(Data pulled from a collection)

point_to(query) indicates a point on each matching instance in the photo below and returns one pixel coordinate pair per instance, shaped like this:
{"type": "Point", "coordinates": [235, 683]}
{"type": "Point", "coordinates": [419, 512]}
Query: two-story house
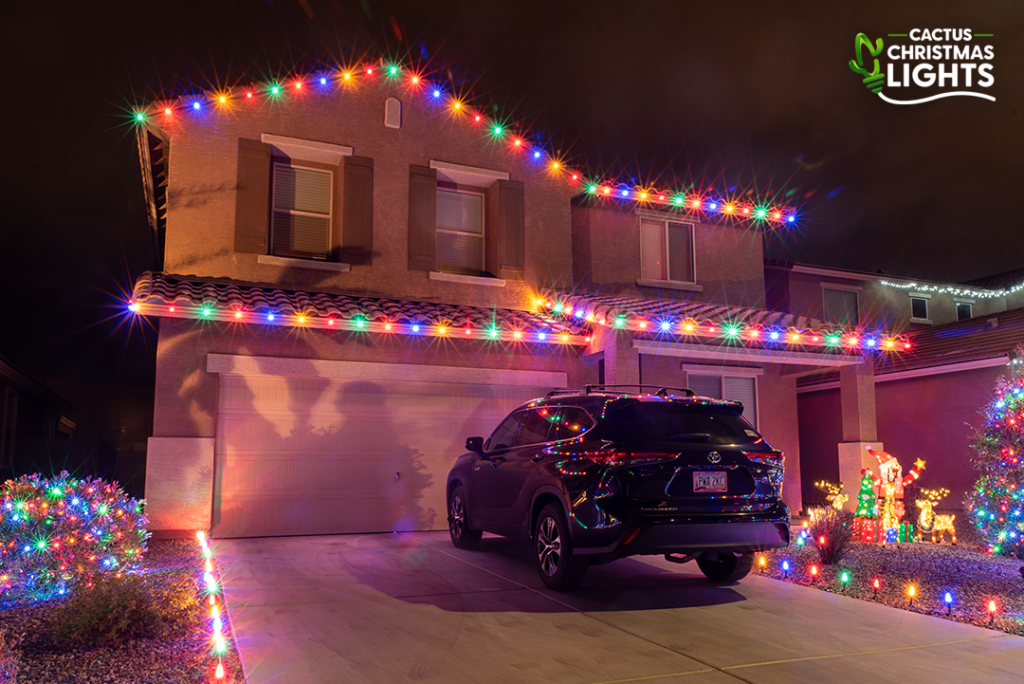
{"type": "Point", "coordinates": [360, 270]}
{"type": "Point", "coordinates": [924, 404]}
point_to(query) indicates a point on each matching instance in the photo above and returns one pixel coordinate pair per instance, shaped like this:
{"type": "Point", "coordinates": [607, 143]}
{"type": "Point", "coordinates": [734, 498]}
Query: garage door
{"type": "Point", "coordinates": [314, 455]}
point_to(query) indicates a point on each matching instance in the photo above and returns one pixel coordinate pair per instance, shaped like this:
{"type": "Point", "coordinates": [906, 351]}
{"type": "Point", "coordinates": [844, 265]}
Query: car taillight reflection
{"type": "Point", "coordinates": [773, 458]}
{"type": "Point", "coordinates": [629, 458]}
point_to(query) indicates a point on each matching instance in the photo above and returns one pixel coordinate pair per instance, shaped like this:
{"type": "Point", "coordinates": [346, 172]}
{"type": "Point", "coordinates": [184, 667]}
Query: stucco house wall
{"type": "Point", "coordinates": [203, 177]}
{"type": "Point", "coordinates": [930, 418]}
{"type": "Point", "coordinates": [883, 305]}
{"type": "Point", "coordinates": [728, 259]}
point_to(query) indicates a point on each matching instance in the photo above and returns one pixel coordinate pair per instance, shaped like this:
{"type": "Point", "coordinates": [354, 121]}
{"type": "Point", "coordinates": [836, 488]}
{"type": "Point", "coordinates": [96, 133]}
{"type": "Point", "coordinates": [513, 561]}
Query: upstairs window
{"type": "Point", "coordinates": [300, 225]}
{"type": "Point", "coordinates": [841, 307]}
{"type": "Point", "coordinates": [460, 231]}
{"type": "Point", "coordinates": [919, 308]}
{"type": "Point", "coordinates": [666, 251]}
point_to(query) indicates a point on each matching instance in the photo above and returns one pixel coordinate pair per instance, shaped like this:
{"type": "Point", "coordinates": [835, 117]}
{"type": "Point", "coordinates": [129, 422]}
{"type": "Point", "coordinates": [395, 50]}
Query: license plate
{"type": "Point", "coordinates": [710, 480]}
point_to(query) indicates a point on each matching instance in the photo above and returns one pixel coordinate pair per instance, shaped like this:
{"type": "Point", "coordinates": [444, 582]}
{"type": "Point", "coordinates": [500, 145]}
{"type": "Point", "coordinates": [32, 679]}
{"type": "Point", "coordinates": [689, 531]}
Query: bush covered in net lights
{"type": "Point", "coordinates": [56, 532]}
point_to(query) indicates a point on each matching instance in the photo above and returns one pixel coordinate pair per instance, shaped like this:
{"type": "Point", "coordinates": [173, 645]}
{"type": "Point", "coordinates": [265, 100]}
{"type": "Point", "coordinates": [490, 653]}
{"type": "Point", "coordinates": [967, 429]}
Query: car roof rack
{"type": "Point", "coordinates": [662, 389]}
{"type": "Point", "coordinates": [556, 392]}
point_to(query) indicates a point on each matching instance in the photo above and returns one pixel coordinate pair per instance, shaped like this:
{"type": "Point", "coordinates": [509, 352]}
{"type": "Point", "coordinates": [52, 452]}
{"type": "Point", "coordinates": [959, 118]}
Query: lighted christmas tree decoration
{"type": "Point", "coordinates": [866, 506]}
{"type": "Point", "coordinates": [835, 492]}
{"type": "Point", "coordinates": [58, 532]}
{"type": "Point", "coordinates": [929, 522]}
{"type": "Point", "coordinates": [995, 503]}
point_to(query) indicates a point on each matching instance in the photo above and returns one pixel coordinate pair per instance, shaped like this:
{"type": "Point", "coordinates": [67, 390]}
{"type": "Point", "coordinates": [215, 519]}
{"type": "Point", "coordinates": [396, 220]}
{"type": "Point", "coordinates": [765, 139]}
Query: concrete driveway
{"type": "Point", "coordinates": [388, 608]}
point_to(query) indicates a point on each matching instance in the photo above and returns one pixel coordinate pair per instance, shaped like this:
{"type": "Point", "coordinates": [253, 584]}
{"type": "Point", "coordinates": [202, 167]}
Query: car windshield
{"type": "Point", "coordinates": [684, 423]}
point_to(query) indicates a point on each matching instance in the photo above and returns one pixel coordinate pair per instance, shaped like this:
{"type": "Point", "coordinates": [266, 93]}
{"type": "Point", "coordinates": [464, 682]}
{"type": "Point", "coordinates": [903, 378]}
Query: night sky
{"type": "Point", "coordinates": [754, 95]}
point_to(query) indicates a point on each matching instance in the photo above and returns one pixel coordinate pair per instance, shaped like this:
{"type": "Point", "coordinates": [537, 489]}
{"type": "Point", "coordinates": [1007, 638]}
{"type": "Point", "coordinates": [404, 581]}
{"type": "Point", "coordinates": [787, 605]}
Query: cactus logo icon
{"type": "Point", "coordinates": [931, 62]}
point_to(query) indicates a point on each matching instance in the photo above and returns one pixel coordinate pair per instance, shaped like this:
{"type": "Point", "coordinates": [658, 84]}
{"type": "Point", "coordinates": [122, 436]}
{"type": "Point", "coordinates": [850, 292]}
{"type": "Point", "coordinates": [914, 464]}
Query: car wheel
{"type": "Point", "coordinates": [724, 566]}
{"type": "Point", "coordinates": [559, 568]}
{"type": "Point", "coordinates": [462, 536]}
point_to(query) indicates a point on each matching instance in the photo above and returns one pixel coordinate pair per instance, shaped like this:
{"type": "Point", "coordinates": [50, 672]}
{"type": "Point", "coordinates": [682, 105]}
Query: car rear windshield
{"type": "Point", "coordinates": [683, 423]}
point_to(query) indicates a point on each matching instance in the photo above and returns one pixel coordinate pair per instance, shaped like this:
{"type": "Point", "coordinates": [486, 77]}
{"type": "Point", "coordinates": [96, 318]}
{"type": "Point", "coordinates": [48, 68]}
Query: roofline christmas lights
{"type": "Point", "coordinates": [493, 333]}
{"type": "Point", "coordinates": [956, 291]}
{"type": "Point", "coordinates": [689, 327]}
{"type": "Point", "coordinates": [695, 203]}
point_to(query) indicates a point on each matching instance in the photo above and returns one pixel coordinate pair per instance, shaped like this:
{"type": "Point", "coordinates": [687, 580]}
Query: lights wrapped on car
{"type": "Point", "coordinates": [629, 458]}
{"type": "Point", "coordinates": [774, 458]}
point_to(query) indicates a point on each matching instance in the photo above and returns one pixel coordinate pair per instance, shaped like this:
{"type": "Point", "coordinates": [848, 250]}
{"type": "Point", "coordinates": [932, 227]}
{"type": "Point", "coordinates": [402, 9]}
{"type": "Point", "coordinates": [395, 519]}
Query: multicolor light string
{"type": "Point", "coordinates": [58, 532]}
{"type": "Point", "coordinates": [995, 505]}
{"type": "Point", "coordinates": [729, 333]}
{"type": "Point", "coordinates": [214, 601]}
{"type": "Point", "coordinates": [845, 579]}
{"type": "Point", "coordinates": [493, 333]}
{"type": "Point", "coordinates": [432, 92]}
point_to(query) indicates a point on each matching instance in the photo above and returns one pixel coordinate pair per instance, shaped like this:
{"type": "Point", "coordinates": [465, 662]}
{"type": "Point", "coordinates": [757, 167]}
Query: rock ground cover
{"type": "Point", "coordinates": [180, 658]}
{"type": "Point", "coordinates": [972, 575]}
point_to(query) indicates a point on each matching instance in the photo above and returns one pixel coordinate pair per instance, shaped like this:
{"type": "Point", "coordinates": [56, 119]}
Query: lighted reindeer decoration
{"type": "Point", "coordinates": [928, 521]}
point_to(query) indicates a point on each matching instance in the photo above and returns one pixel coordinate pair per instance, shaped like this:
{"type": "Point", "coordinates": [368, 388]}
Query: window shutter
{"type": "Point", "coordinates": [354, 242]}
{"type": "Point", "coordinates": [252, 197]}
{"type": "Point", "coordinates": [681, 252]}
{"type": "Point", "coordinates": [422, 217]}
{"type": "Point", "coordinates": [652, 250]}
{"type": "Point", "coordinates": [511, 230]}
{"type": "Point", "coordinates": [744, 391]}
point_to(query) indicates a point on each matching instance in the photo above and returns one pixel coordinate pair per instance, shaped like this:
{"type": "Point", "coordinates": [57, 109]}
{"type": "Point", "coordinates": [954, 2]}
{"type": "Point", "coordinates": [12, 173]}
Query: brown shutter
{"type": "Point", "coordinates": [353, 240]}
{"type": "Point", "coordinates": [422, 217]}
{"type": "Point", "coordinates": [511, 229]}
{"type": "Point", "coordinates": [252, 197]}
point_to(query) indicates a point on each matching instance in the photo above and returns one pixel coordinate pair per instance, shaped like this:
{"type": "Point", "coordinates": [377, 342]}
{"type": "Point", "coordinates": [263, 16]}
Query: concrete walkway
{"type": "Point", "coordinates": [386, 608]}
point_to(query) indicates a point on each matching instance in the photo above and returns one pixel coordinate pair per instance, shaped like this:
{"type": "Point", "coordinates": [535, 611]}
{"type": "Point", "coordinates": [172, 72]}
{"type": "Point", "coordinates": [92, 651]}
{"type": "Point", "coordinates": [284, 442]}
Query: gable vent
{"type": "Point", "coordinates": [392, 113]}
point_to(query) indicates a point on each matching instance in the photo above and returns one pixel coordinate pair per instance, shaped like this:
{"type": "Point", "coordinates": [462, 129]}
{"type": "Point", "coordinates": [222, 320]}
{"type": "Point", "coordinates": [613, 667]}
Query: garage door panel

Task to carry out:
How many lines of the records above contain the string "decoration"? Case counts, and reply with the number alone.

Written response:
2